• [ENTRADAS MOSTRADAS]
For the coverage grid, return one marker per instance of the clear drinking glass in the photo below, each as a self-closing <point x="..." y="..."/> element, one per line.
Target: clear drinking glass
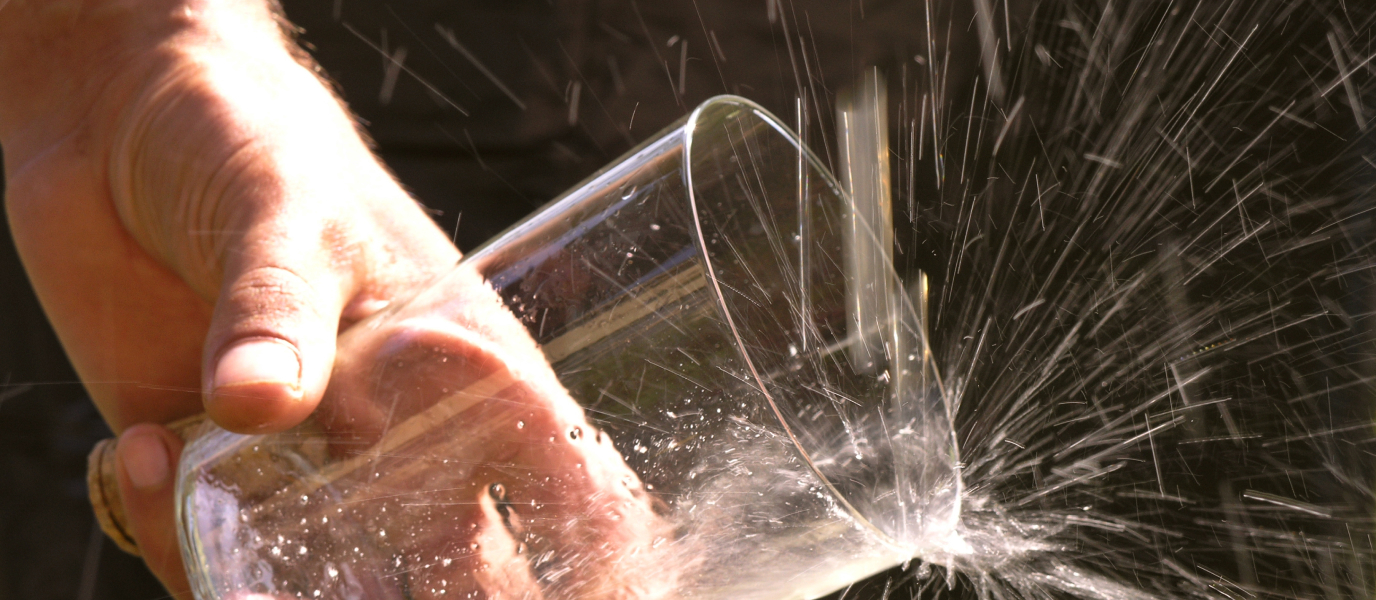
...
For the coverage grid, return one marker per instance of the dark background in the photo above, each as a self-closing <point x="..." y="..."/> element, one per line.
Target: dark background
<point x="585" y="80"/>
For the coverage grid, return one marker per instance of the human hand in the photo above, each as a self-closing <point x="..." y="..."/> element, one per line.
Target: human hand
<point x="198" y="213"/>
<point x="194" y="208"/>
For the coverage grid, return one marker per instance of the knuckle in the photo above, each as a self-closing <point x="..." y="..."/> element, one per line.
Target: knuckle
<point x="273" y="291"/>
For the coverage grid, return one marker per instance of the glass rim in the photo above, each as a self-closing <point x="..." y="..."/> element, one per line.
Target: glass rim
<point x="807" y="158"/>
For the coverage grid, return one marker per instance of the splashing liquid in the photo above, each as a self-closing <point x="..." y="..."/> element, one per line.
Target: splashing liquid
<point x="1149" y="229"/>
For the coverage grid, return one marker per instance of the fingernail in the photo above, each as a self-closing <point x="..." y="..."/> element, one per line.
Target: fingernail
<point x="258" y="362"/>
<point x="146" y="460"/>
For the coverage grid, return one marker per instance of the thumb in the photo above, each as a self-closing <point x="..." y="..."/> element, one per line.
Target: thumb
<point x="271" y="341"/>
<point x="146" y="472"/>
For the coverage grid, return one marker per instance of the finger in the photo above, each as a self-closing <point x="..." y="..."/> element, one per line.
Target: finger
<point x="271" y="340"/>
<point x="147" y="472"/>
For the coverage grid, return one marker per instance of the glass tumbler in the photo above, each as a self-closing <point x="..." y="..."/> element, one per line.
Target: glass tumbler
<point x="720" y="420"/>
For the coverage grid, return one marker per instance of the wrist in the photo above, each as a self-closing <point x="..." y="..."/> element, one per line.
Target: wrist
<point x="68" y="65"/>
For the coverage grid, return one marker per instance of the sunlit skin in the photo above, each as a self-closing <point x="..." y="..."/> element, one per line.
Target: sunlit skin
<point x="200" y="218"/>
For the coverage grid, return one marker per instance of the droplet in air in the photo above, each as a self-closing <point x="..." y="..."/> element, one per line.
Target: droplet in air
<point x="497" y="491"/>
...
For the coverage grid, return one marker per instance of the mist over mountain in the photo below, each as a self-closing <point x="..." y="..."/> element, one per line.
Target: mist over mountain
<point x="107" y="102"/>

• [TAREA PLANTEADA] ¿Puedes reescribir como lista JSON de cadenas, una por línea y sin las líneas en blanco, las líneas comprendidas entre la que contiene "of the clear" y la que contiene "Target: clear drinking glass", ambas incluidas?

• [SOLUCIÓN ESCRITA]
[
  "For the coverage grid, return one marker per instance of the clear drinking glass in the photo below, each as a self-closing <point x=\"...\" y=\"...\"/> element, one per line.",
  "Target: clear drinking glass"
]